**Work order:** Return the run of lines below that opens with the line containing "Target: tree" and closes with the line containing "Where can the leather", keeping each one exact.

** Opening Records to process block **

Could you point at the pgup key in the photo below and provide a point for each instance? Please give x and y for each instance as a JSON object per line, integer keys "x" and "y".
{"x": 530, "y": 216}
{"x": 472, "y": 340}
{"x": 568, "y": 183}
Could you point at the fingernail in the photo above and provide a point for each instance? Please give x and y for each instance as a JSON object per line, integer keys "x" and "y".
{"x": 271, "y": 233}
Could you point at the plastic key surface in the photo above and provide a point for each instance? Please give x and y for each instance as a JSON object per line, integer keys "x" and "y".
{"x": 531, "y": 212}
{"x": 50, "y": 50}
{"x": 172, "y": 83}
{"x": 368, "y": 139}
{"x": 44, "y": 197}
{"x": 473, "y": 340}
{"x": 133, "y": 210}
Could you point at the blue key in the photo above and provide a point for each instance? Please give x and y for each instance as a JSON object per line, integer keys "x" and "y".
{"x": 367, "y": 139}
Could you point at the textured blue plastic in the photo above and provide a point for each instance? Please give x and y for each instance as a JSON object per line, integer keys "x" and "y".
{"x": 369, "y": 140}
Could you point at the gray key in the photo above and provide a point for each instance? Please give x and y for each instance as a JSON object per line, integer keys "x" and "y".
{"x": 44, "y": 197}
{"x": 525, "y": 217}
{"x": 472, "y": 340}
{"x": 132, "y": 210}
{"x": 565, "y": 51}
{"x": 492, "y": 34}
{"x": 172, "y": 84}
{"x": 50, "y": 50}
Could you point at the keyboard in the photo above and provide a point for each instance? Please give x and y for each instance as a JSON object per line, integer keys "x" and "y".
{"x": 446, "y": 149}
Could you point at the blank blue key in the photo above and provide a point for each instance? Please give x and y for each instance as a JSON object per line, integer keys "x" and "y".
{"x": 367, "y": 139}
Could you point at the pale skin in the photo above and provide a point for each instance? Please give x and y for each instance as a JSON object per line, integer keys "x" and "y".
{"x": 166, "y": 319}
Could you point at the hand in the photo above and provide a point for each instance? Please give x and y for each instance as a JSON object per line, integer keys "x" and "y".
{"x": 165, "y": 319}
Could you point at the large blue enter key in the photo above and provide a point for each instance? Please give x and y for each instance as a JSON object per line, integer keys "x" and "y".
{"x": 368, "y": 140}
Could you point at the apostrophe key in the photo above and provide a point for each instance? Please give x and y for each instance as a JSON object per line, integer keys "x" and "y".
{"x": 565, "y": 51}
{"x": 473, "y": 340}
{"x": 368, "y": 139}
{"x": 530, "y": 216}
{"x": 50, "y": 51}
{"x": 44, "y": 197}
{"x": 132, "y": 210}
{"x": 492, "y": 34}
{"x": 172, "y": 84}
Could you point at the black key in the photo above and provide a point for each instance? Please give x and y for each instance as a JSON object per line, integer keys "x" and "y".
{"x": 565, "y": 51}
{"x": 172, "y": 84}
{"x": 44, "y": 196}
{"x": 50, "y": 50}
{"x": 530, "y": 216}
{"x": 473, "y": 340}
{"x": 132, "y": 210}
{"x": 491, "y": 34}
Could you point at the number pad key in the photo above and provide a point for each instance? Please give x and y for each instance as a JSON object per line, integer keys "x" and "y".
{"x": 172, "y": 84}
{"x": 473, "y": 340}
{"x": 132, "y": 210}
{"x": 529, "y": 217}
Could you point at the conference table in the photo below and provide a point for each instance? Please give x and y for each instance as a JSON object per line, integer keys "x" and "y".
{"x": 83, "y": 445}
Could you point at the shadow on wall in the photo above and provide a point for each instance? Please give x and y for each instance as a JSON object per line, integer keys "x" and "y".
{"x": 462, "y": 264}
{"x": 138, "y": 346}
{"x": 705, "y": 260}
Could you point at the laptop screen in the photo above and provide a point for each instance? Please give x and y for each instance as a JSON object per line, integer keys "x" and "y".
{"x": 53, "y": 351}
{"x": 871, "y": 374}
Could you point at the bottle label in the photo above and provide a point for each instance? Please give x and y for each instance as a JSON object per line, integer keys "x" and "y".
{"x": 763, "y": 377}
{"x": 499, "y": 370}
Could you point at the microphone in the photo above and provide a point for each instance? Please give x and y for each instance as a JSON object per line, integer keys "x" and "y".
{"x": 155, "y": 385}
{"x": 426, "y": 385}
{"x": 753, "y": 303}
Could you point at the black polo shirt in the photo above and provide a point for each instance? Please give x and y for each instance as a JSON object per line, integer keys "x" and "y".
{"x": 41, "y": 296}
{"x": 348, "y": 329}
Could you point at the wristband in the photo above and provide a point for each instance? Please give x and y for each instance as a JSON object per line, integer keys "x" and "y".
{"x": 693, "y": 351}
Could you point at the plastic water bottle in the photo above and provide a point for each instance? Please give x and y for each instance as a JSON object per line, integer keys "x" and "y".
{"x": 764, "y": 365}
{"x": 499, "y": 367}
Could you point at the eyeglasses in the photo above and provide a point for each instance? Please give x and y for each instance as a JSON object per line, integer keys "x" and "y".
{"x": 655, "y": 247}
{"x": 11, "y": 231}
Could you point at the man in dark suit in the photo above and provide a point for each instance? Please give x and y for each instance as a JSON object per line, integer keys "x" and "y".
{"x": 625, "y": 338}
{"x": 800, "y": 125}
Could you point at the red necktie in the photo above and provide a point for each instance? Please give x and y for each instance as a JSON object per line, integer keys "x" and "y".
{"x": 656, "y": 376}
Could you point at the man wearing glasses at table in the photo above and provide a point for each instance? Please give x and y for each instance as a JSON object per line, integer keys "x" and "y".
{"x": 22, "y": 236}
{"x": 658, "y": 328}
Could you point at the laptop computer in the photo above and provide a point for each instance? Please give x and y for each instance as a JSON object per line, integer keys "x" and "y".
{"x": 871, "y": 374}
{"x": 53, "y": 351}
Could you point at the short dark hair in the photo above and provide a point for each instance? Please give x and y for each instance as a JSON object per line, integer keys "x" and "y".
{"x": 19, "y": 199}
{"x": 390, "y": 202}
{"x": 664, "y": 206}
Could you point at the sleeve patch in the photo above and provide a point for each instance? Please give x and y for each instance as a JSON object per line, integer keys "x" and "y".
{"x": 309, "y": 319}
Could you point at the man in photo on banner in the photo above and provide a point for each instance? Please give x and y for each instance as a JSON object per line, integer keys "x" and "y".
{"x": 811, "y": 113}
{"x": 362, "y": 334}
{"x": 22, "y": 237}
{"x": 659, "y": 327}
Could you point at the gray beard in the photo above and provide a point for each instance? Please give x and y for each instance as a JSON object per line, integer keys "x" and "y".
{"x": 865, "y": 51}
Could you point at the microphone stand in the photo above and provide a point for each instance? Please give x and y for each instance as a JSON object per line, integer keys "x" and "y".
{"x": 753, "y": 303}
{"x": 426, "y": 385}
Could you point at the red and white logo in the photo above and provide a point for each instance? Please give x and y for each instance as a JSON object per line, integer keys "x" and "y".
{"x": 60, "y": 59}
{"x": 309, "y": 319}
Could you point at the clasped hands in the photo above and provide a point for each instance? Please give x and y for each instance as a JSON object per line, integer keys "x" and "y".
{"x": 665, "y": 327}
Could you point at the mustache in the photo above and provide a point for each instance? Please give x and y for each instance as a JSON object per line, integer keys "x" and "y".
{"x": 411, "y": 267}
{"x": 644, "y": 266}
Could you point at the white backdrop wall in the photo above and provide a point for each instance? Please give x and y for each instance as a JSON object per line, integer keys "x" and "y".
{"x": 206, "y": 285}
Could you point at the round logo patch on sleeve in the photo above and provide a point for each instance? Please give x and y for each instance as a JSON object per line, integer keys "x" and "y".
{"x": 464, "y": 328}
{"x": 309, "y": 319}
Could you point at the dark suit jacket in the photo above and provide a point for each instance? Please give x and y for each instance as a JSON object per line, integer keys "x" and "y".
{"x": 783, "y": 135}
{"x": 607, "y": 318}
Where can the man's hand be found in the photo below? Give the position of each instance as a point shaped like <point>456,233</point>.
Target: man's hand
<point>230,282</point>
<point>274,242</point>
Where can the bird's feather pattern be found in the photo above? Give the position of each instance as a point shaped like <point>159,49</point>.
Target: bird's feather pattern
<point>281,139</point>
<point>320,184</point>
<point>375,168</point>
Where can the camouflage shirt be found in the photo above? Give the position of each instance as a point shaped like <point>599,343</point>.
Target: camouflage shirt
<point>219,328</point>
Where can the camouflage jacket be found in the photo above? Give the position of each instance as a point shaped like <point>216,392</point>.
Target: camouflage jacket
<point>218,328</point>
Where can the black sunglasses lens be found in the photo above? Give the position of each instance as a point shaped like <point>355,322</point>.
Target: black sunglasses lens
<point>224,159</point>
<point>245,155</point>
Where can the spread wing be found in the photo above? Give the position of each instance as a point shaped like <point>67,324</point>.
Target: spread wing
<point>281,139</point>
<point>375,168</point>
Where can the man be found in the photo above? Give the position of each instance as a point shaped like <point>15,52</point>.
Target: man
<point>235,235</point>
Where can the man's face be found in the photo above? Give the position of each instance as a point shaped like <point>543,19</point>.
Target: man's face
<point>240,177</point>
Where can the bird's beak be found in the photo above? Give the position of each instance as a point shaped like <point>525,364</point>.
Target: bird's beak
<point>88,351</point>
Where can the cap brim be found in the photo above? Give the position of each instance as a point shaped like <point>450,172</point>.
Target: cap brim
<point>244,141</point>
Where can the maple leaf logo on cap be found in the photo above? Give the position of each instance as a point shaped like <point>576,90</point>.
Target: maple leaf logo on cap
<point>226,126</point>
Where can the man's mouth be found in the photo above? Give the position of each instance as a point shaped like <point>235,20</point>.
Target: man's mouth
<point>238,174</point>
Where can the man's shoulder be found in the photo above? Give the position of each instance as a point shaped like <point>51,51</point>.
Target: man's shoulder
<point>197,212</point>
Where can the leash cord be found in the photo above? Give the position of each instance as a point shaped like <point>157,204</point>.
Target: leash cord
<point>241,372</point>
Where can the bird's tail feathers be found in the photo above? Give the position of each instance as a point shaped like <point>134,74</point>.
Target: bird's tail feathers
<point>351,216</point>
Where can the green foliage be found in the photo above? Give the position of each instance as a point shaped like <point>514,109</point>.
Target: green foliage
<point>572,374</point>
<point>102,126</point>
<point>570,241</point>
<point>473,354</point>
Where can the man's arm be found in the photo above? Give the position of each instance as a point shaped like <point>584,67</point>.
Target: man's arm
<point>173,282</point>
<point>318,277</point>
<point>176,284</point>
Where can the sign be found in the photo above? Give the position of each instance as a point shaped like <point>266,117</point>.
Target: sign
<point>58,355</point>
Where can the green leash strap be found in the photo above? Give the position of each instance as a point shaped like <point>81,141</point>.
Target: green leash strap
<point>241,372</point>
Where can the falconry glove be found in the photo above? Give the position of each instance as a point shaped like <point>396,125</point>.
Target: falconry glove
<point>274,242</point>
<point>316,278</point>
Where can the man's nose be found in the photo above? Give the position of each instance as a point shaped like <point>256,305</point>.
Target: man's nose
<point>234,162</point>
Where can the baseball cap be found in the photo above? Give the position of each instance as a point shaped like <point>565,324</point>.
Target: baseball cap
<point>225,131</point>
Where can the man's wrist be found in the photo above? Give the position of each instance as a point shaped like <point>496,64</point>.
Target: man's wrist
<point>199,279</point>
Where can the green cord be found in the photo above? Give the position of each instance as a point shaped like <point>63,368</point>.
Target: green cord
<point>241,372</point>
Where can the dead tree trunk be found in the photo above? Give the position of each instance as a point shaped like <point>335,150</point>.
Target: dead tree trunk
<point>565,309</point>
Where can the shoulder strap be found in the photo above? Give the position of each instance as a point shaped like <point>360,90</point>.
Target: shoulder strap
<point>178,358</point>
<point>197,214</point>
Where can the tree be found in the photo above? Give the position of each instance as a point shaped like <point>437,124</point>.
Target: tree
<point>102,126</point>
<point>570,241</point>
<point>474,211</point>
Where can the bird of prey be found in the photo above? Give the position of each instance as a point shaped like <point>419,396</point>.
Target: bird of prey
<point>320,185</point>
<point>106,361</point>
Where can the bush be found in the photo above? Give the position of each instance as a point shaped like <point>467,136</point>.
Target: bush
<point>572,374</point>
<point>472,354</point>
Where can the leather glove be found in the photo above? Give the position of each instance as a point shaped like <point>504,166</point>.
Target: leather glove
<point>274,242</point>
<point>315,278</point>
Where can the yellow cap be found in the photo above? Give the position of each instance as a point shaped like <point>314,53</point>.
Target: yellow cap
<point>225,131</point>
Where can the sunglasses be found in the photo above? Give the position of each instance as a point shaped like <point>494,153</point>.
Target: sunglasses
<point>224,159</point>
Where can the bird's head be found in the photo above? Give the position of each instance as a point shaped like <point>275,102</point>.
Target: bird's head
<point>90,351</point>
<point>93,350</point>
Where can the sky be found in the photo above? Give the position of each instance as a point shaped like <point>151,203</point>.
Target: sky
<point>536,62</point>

** Closing Records to process block **

**Expected output:**
Target: tree
<point>102,126</point>
<point>570,241</point>
<point>474,211</point>
Where can the bird of prey be found in the photo above? Give the position of each instance as a point shaped like <point>419,396</point>.
Target: bird of prey
<point>320,185</point>
<point>106,361</point>
Where can the bush be found in the photo above? Give the position of each instance as a point shaped like <point>467,136</point>.
Target: bush
<point>572,374</point>
<point>472,354</point>
Where can the leather glove be found in the photo above? Give the position of each instance as a point shaped like <point>504,166</point>.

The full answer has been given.